● **THINGS TO DO**:
**A.** Print the portion of the tool transport thread starting at "I don't think" and ending at "on most jobs.", word for word.
**B.** Output the listing verbatim, starting at its first line and ending at the line containing "[(666, 569), (711, 682)]", with both of those lines included.

● **DOCUMENT TEXT**:
● ● ● ● ● ● ●
# Tool Transport



## 99cents (Aug 20, 2012)

You don't get a pass or key fob to deliver tools and materials to the job location?


----------



## splatz (May 23, 2015)

If you can roll a cart off easily that's got to be the way to go. I bought this cart in a pinch a while back 










http://www.harborfreight.com/tool-s...ustrial-polypropylene-service-cart-92862.html

There are better for sure but this one was adequate. 

If that's too hard to get off the truck something like this might be better 










http://www.homedepot.com/p/Husky-35-in-Mobile-Job-Box-222167/205053257


----------



## foothillselectrical (Mar 17, 2013)

I've been thinking about that Rubbermaid cart in the top pick, maybe upgrading the casters. I tried the ridgid version of the bottom cart and, to me, it was a PITA


----------



## foothillselectrical (Mar 17, 2013)

99cents said:


> You don't get a pass or key fob to deliver tools and materials to the job location?


I don't think so. And I may be able to put my tools on the company truck when we get to the job and haul them in that way. I'll be meeting foreman at job site and parking my van outside the fence on most jobs.


----------



## splatz (May 23, 2015)

foothillselectrical said:


> I've been thinking about that Rubbermaid cart in the top pick, maybe upgrading the casters. I tried the ridgid version of the bottom cart and, to me, it was a PITA


The cart, I push that thing around with me all day, I can strap a ladder on there, holds a fair amount of materials as well as tools as well as a work surface, I clipped a piece of conduit across the legs to hold reels, etc. etc.
● ● ● ● ● ● ●
● **ITEMS**:
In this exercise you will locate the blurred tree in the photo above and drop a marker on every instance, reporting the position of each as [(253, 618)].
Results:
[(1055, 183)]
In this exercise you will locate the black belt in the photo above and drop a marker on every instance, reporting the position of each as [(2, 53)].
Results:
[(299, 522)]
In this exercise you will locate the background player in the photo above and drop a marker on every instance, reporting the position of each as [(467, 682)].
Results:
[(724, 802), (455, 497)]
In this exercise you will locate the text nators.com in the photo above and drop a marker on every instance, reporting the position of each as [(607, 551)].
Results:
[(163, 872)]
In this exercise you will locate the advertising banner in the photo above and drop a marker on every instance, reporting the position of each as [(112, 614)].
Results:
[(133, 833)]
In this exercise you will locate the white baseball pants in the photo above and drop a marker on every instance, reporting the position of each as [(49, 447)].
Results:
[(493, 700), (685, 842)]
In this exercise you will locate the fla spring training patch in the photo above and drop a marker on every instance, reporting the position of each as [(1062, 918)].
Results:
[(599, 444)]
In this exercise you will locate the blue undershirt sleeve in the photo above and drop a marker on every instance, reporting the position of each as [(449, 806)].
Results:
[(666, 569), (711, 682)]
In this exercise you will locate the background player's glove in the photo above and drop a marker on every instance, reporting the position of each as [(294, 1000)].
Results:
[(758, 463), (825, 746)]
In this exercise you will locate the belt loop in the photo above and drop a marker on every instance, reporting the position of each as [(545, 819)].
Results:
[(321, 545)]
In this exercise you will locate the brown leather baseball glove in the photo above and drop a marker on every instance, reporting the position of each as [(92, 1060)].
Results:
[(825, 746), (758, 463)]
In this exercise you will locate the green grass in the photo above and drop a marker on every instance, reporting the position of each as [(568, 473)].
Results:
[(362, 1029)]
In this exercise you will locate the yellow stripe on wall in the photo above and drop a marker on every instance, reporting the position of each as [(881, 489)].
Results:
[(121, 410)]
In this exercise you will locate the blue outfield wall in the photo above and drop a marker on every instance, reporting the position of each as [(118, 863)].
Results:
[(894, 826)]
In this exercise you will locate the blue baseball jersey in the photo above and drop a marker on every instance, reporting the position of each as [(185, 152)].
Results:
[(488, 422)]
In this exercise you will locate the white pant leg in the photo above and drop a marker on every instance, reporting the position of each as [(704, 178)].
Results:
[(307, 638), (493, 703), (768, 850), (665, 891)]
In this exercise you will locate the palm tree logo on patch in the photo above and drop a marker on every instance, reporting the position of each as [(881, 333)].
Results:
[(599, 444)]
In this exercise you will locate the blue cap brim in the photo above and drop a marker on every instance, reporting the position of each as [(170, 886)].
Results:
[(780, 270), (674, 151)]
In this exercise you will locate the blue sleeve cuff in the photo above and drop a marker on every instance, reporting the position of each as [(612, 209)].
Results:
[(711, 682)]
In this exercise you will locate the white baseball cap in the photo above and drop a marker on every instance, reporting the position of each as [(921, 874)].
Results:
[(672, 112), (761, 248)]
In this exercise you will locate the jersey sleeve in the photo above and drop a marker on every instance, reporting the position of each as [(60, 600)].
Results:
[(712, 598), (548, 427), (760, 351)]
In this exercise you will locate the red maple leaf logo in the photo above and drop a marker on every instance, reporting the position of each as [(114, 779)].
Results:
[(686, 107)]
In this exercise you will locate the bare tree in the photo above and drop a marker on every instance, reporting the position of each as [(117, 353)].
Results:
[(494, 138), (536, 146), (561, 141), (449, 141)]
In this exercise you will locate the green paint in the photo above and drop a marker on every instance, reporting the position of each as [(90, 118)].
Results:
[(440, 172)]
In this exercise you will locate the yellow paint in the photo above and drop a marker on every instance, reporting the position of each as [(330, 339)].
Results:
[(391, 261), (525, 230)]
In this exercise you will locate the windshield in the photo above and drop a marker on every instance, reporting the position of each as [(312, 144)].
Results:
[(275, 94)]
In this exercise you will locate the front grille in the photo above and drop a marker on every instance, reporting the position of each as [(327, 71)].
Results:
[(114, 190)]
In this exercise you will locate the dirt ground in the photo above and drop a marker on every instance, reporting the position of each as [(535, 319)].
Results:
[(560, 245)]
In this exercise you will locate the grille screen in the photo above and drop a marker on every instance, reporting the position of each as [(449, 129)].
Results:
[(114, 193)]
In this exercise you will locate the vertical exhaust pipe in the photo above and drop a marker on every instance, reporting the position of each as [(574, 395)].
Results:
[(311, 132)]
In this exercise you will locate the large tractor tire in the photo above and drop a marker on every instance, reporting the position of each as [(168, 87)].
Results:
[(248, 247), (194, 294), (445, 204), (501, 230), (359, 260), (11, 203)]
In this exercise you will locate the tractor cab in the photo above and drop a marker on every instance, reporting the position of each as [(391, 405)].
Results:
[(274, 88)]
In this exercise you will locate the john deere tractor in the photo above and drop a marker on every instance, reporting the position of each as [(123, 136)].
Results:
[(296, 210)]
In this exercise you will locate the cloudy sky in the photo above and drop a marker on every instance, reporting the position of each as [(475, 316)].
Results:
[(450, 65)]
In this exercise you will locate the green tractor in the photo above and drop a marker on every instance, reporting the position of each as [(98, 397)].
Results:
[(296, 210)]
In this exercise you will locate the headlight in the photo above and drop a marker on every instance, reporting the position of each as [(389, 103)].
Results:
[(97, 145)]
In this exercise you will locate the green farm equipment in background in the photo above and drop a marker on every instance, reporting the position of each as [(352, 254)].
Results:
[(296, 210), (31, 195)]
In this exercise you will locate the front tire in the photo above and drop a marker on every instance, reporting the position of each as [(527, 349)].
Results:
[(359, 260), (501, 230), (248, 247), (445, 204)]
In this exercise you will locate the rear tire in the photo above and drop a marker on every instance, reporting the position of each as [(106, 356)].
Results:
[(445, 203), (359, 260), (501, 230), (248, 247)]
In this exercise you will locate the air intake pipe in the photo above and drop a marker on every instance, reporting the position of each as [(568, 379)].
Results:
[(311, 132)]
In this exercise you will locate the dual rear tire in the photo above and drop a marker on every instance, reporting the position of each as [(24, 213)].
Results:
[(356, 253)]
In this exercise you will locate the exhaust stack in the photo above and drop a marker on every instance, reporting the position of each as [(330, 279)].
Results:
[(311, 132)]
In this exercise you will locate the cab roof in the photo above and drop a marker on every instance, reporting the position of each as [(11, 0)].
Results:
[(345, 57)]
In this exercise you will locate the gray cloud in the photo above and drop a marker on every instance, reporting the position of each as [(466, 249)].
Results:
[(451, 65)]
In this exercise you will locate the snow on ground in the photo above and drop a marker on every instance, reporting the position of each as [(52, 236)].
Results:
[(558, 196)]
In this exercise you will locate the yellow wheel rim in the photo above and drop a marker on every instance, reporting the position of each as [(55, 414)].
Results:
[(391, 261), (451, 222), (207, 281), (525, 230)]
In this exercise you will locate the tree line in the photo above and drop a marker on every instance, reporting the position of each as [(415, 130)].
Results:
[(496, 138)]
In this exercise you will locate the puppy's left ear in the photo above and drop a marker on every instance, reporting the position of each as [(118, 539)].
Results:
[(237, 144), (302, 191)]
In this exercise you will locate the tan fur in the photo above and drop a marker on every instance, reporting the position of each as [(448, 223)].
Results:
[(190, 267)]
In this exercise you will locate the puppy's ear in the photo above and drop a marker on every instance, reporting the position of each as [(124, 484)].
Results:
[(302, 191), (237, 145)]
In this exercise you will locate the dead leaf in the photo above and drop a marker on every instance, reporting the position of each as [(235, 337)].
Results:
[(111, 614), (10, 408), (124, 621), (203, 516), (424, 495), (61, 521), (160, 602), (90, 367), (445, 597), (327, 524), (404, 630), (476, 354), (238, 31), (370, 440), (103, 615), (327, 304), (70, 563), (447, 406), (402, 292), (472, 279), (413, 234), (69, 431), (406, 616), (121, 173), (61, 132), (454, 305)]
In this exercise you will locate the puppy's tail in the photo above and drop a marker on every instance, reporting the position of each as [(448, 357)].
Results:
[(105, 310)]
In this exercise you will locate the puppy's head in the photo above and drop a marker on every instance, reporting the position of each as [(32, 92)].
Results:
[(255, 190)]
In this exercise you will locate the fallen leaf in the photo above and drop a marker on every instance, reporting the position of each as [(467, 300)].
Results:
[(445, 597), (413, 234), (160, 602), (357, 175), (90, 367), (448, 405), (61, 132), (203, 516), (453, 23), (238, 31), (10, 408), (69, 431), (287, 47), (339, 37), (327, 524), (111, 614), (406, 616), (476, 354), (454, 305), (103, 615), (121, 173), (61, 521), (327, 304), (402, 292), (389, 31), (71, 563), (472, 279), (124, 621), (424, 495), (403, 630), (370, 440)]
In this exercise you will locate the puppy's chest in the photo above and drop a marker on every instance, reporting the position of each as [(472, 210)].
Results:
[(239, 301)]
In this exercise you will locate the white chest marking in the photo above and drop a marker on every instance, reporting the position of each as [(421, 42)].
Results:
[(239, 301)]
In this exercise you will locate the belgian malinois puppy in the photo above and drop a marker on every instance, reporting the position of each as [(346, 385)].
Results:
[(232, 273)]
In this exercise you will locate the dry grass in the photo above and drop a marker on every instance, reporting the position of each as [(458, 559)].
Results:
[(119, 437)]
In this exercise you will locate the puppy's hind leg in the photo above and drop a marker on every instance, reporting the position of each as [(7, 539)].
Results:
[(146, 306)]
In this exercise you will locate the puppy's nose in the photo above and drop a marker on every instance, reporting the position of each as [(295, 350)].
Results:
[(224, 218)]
● ● ● ● ● ● ●
● **FINAL RESULTS**:
**A.**
I don't think so. And I may be able to put my tools on the company truck when we get to the job and haul them in that way. I'll be meeting foreman at job site and parking my van outside the fence on most jobs.

**B.**
In this exercise you will locate the blurred tree in the photo above and drop a marker on every instance, reporting the position of each as [(253, 618)].
Results:
[(1055, 183)]
In this exercise you will locate the black belt in the photo above and drop a marker on every instance, reporting the position of each as [(2, 53)].
Results:
[(299, 522)]
In this exercise you will locate the background player in the photo above and drop a marker on every instance, reporting the position of each as [(467, 682)].
Results:
[(724, 802), (455, 497)]
In this exercise you will locate the text nators.com in the photo above and drop a marker on every instance, reporting the position of each as [(607, 551)].
Results:
[(163, 872)]
In this exercise you will locate the advertising banner in the photo above and drop a marker on every instance, reporting the position of each as [(112, 614)].
Results:
[(133, 833)]
In this exercise you will locate the white baseball pants in the photo above and drop a marker on every instance, reporting the position of each as [(49, 447)].
Results:
[(493, 700), (685, 842)]
In this exercise you will locate the fla spring training patch in the photo above and drop a marker on every instance, reporting the position of each as [(1062, 918)].
Results:
[(599, 444)]
In this exercise you will locate the blue undershirt sleeve in the photo above and drop a marker on every instance, reporting the position of each as [(449, 806)].
Results:
[(666, 569), (711, 682)]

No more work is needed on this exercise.